▶ **Exercise instructions**
Copy out the rows verbatim, from the line containing "In the photo above, where can the car" to the line containing "(1114, 281)", with both of those lines included.

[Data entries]
────────────────
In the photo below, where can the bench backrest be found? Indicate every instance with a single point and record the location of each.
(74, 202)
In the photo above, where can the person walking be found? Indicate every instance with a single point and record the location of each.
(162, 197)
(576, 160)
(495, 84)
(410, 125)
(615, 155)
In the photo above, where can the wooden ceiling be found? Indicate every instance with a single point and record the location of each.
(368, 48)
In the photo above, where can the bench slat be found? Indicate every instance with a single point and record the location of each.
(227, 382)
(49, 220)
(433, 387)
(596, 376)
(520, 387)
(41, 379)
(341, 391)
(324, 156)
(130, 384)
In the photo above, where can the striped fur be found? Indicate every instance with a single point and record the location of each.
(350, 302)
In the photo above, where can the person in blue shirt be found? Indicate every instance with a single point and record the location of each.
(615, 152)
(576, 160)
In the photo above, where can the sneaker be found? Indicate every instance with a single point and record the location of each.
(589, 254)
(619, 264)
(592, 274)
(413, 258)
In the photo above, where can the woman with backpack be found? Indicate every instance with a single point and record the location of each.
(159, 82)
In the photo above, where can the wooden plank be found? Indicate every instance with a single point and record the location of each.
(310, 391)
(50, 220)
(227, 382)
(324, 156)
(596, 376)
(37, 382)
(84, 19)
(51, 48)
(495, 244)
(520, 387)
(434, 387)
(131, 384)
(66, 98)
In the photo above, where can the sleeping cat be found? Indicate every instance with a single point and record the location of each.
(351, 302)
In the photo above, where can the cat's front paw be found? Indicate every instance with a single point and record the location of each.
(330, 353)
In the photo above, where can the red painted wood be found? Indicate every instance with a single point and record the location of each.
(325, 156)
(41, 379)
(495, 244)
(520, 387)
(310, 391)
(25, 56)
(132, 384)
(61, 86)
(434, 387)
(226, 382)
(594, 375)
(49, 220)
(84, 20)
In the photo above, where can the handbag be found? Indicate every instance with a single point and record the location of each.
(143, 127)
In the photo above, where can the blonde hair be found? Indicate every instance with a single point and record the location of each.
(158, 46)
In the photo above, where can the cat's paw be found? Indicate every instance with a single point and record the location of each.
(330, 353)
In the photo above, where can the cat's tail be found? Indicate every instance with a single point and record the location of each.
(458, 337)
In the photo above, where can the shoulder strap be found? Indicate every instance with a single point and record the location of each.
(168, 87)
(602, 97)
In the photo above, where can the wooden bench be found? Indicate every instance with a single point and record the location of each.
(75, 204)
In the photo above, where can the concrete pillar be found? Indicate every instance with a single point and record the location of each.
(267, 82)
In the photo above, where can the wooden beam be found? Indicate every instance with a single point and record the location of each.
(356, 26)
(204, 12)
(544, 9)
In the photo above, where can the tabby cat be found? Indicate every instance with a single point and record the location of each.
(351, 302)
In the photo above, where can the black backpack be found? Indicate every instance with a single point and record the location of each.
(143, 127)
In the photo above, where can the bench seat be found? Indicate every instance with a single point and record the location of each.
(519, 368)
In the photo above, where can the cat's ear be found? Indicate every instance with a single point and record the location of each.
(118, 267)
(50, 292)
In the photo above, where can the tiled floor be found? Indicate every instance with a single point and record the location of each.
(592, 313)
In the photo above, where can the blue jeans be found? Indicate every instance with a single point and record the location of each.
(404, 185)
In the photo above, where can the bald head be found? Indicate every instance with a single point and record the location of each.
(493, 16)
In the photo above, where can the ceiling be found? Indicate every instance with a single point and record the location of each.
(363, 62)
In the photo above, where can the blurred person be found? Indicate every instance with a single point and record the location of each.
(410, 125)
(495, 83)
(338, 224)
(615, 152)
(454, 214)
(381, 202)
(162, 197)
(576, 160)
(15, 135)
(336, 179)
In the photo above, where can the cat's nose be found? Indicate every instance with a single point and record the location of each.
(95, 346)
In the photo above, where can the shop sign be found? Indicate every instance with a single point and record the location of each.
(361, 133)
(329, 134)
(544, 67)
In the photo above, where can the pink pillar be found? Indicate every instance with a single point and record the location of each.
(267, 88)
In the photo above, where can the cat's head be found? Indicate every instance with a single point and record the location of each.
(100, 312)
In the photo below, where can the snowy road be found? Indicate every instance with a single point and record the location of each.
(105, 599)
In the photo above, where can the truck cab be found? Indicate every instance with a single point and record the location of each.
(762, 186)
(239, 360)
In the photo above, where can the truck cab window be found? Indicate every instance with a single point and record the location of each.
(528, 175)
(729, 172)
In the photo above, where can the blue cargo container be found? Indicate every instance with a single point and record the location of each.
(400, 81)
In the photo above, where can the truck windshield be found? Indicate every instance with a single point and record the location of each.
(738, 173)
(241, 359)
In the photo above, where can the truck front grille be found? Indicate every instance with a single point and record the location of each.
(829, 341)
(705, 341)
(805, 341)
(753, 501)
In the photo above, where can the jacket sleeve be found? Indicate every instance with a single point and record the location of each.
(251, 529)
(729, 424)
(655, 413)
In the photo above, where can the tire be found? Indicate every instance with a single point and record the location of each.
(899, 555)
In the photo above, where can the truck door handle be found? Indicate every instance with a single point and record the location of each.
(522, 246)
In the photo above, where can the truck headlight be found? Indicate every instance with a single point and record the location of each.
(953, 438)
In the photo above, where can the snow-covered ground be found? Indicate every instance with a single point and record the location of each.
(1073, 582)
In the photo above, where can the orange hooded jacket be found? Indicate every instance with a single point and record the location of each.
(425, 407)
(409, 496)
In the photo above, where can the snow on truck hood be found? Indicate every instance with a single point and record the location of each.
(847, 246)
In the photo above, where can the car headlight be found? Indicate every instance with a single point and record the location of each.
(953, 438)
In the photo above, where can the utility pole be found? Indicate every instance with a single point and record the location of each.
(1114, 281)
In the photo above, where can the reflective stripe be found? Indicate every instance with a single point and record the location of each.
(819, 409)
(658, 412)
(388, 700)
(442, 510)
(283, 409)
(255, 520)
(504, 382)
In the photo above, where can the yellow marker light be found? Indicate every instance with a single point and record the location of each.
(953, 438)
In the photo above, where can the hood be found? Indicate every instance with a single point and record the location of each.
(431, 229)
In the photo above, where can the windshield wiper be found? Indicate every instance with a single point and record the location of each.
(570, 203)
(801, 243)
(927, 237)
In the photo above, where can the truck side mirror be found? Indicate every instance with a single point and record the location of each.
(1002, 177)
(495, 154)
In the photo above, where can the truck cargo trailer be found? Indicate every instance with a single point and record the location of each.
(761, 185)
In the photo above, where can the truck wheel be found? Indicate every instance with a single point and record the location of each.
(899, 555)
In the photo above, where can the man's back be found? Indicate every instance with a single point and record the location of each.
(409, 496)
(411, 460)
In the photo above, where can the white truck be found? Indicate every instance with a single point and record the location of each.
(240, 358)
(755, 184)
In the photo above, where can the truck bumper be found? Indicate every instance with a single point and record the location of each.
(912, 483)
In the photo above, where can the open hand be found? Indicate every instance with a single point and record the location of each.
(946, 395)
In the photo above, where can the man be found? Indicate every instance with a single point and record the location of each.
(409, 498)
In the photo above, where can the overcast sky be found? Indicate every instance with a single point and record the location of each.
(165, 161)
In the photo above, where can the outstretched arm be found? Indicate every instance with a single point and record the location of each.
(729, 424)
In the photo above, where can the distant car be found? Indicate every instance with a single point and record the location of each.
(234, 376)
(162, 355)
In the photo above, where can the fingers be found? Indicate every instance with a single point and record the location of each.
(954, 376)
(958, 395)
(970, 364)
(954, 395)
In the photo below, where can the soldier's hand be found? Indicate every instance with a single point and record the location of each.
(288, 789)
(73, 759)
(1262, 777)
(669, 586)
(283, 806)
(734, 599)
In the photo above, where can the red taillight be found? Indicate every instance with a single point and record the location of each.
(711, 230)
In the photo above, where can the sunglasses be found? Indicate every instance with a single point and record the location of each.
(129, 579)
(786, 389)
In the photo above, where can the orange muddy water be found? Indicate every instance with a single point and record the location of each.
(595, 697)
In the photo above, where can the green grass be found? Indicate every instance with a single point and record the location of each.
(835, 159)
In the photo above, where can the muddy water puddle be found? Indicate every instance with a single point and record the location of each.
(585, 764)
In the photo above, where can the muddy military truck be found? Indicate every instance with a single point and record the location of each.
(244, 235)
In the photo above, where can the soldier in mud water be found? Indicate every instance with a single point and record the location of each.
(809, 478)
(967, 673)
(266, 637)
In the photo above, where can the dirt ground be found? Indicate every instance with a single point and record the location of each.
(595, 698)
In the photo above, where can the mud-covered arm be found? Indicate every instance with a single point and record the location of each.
────────────────
▶ **Finished task**
In the photo above, where can the car headlight be found? Indicate every instance with a single point and record the location of each.
(953, 438)
In the photo above, where can the utility pole be found? Indicate every instance with a single point and record the location of each.
(1114, 281)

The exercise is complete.